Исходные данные

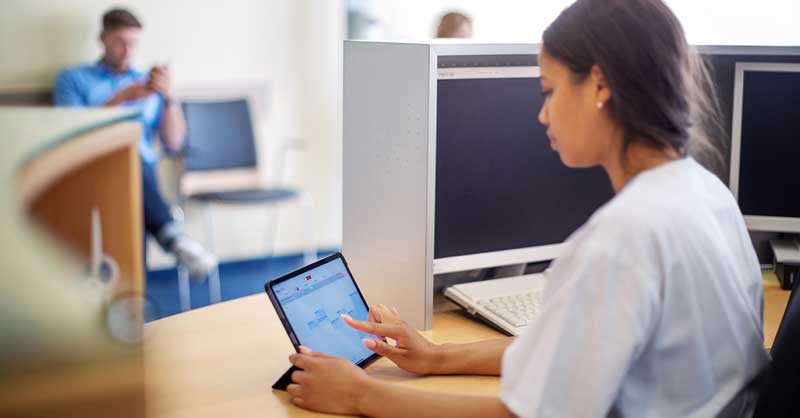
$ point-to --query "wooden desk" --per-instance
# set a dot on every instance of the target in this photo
(57, 356)
(221, 360)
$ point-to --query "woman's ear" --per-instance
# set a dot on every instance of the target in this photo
(598, 79)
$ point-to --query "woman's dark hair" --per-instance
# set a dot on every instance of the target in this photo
(662, 93)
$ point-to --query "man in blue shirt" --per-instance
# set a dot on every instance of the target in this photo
(112, 81)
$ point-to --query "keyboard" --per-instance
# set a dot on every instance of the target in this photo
(509, 304)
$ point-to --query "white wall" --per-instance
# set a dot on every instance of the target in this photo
(294, 46)
(713, 22)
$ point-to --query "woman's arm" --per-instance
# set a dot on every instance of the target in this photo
(333, 384)
(482, 357)
(414, 353)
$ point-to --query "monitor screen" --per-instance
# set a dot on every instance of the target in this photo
(766, 143)
(499, 185)
(313, 302)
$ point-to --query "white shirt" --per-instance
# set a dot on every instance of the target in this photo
(653, 310)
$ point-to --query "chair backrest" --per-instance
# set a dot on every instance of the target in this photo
(220, 135)
(780, 392)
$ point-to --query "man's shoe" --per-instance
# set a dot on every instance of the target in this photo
(194, 257)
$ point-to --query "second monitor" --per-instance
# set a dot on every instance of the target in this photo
(502, 194)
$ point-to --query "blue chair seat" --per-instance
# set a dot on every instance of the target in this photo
(247, 196)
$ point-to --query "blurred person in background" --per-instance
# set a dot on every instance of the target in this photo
(113, 81)
(454, 25)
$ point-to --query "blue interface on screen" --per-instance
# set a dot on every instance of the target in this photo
(313, 303)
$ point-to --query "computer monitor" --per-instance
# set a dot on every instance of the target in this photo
(502, 194)
(765, 145)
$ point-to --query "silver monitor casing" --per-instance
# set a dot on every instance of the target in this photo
(754, 223)
(389, 167)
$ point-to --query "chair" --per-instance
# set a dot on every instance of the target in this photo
(220, 166)
(780, 390)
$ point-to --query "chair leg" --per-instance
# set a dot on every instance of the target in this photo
(310, 247)
(184, 292)
(214, 285)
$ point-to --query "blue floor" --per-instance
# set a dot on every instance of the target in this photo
(237, 278)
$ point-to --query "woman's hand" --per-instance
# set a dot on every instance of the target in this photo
(411, 352)
(327, 383)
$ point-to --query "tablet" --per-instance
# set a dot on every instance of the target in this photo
(309, 303)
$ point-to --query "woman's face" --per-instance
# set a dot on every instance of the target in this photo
(579, 131)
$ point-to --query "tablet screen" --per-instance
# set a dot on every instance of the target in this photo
(312, 303)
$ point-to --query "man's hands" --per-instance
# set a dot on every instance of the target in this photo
(128, 94)
(159, 82)
(411, 352)
(327, 383)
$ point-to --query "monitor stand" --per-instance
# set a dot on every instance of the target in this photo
(786, 261)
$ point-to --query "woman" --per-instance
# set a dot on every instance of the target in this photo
(654, 310)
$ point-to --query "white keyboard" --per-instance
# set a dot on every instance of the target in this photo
(509, 304)
(518, 310)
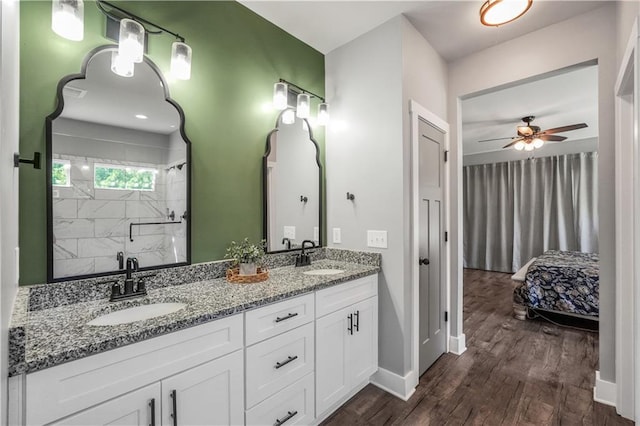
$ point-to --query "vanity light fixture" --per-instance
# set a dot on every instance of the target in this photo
(131, 42)
(67, 19)
(494, 13)
(302, 105)
(281, 91)
(280, 96)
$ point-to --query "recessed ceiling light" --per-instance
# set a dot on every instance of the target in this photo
(494, 13)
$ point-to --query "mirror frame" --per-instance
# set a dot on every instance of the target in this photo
(265, 212)
(49, 159)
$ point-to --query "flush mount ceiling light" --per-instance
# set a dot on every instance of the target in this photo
(67, 19)
(281, 92)
(494, 13)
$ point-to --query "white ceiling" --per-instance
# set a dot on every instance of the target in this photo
(115, 101)
(559, 100)
(452, 27)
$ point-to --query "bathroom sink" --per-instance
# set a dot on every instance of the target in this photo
(323, 272)
(137, 313)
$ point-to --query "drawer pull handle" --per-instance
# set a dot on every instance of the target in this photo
(278, 319)
(174, 402)
(152, 406)
(286, 418)
(283, 363)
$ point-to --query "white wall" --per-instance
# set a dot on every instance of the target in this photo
(580, 39)
(369, 82)
(9, 86)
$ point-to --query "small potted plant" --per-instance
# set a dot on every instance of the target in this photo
(246, 256)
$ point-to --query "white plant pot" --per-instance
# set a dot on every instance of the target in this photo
(248, 269)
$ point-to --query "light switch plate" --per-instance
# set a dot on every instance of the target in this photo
(290, 232)
(337, 236)
(377, 239)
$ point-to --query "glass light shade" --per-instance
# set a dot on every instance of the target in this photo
(280, 96)
(289, 117)
(67, 19)
(180, 60)
(323, 114)
(498, 12)
(121, 66)
(131, 41)
(303, 105)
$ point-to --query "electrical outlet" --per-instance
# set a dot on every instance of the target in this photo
(377, 239)
(337, 237)
(289, 232)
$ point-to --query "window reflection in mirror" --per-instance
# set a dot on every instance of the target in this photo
(117, 158)
(292, 176)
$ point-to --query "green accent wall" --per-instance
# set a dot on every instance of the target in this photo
(237, 56)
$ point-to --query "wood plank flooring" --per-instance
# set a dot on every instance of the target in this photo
(513, 373)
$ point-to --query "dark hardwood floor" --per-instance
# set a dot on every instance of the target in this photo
(513, 373)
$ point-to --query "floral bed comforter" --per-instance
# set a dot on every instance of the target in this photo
(564, 281)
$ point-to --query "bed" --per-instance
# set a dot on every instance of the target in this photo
(564, 282)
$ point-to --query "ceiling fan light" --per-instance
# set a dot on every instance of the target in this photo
(538, 143)
(494, 13)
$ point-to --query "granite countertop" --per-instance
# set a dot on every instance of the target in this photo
(60, 334)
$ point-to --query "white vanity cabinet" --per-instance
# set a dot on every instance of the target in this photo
(139, 408)
(346, 341)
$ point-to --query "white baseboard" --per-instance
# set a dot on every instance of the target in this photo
(397, 385)
(604, 392)
(458, 344)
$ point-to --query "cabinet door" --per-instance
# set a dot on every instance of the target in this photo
(363, 344)
(137, 408)
(332, 375)
(210, 394)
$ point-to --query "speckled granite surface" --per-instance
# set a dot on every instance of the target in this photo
(46, 337)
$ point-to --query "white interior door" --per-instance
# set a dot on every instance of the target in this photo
(432, 296)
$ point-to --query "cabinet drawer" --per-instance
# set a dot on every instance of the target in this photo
(278, 362)
(293, 405)
(337, 297)
(271, 320)
(68, 388)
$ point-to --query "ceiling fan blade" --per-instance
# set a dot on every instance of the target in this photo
(552, 138)
(512, 143)
(564, 129)
(495, 139)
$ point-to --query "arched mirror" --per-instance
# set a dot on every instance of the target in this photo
(292, 182)
(118, 181)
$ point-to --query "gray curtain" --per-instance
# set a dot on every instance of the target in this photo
(516, 210)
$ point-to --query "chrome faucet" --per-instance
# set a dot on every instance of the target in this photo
(287, 242)
(129, 283)
(303, 258)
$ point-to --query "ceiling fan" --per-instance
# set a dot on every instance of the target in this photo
(531, 137)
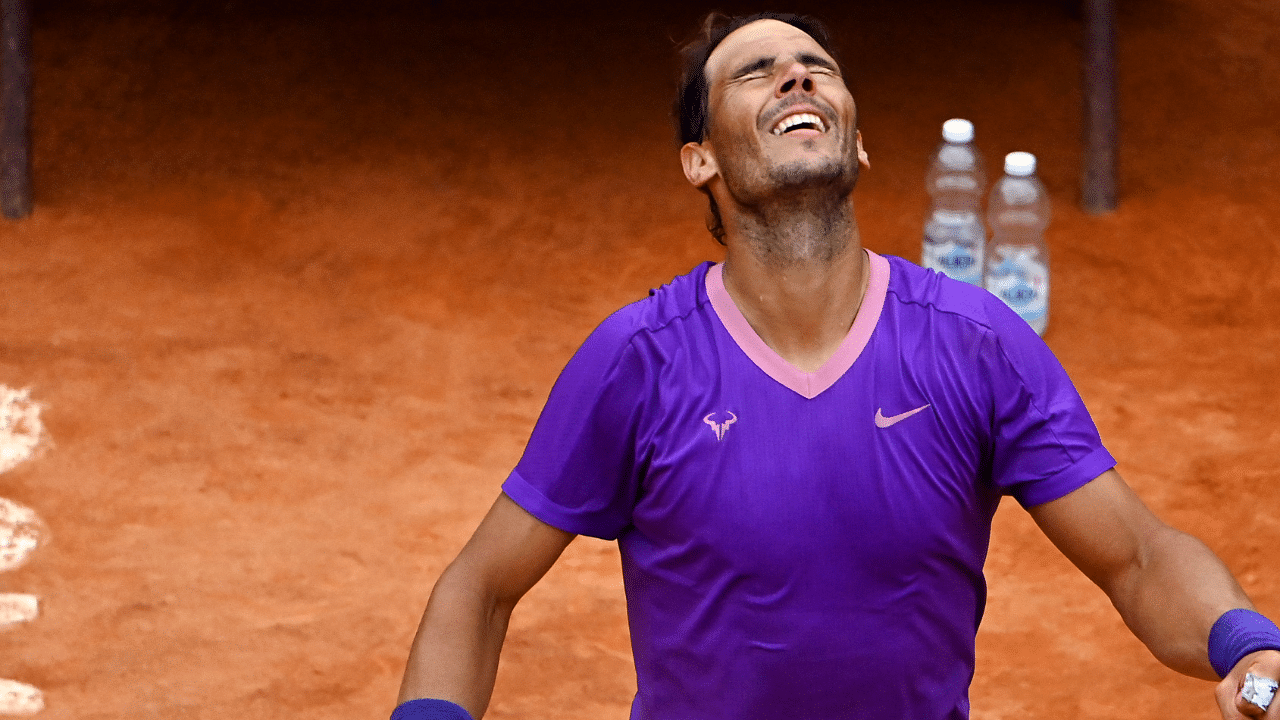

### ТРЕБОВАНИЯ
Укажите количество строк в исходных данных выше, в которых встречается слово «drawer», с учётом регистра. В ответе приведите только число.

### ОТВЕТ К ЗАДАНИЮ
2